Expert: A person who is very knowledgeable about or skilful in a particular area. Experts are often responsible for making decisions or judgements. At Rainbird, we call experts who model their own knowledge in the Rainbird Studio knowledge authors.

Export [article]: The exported .rbird file can be shared with other users, stored in a company’s database or file exchange, and imported when creating a new knowledge map. 

Expression [article]: In the Rainbird Authoring Platform, expressions can be used in conditions where specific logic and/or arithmetic is required. Comparative expressions compare instance(s) against something else. Transformative expressions transform the instance(s) in some way and create a new value.

External data: At Rainbird, external data refers to data which is stored outside of the Rainbird Studio, for example in an external database.

Facts [article]: In Rainbird, facts, also referred to as relationship instances, are things that Rainbird knows to be true, although Rainbird does not have to be 100% sure it is true in order to refer to something as a fact. We may only be 80% sure that something is true – we would still class this as a fact, so long as no conditions are attached. If conditions are attached to a fact, it becomes a rule. Rainbird is capable of inferring facts and creating new ones.

firstForm question [article]: First form questions are when Rainbird has a candidate subject and object side for a condition, and it needs the user to confirm it’s correct. These are always yes/no questions.

☆ ☆ ☆

» **REQUIRED WORK**
**a)** Reproduce the section of the Rainbird glossary starting with "Export [article]: The" and going on through "a new value.".
**b)** Go on with the Rainbird glossary from where it stops.

☆ ☆ ☆

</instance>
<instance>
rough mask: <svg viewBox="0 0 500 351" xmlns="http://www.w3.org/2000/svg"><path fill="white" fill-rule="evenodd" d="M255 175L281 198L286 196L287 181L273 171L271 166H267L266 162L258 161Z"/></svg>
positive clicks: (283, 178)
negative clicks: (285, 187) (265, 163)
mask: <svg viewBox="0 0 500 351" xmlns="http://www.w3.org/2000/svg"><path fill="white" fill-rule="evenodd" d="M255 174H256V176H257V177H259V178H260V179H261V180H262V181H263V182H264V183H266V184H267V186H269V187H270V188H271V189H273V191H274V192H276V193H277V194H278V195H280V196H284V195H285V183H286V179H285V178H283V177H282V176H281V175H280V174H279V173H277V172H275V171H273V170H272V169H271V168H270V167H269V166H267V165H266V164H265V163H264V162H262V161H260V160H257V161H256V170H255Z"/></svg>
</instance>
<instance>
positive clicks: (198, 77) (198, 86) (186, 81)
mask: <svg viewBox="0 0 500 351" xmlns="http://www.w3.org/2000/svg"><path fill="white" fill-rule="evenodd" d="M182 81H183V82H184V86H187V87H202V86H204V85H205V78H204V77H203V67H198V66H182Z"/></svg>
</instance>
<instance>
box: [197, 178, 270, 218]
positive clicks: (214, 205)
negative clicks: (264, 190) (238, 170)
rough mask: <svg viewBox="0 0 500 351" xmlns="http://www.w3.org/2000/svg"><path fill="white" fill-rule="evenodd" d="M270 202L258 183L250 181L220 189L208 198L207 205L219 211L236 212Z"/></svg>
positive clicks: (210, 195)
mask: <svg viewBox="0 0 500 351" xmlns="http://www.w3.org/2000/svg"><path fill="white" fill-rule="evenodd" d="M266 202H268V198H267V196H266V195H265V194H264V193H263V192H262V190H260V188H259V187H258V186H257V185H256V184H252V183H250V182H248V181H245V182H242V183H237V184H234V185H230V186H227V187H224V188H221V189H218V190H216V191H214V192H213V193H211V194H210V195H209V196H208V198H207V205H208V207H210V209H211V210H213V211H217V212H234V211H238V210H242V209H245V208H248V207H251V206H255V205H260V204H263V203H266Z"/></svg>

☆ ☆ ☆

» **ANSWERS TO THE EXERCISES**
**a)**
Export [article]: The exported .rbird file can be shared with other users, stored in a company’s database or file exchange, and imported when creating a new knowledge map. 

Expression [article]: In the Rainbird Authoring Platform, expressions can be used in conditions where specific logic and/or arithmetic is required. Comparative expressions compare instance(s) against something else. Transformative expressions transform the instance(s) in some way and create a new value.

**b)**
Graphical view: In the Rainbird Authoring Platform, the graphical view refers to the visual representation of a knowledge map. Knowledge authors can choose to create their knowledge map in the graphical view (the map) or in RBLang.

Grouping [article]: Allows authors to group questions on the same page when asked in a query or agent.

hoursBetween [article]: Rainbird uses the hoursBetween expression to calculate how many hours there are between time instances. Rainbird will return a number as a result – the amount of hours between the two time instances

Import [article]: An .rbird file is an export of a knowledge map that can be imported into a new or existing knowledge map.

Indirect vs. direct interaction: End users can interact with Rainbird-powered tools directly or indirectly. An example of a direct interaction is a person consulting with Rainbird on their desktop or mobile device through an Agent or a custom UI. An indirect interaction is when an employee consults with Rainbird to support the consumer over the phone.

Interaction History  [article]: Providing more comprehensive information about queries that are run against the map than the map’s invocation statistics which only records the volume of queries that have started or finished. When viewing a map’s interaction history, you will be able to see a record of the query interaction.

Invocation Statistics [article]: Invocation statistics are always captured and cannot be disabled by a knowledge author. The stats are presented in a bar graph and grouped by date and type.  The types of stats are: queries that have started, queries that have finished and those that have finished with results. A query can start and then be cancelled or incur an error and subsequently not make it to the end; alternatively, a query may finish but not return an answer.

isAfterDate [article]: Rainbird uses the isAfterDate expression to calculate if a date is after another date. Rainbird will return the result of the expression as Yes/No.

isBeforeDate [article]: Rainbird uses the isBeforeDate expression to calculate if a date is before another date. Rainbird will return the result of the expression as Yes/No.

isSameDate [article]: Rainbird uses the isSameDate expression to calculate if a date is the same date then another date. Rainbird will return the result of the expression as Yes/No.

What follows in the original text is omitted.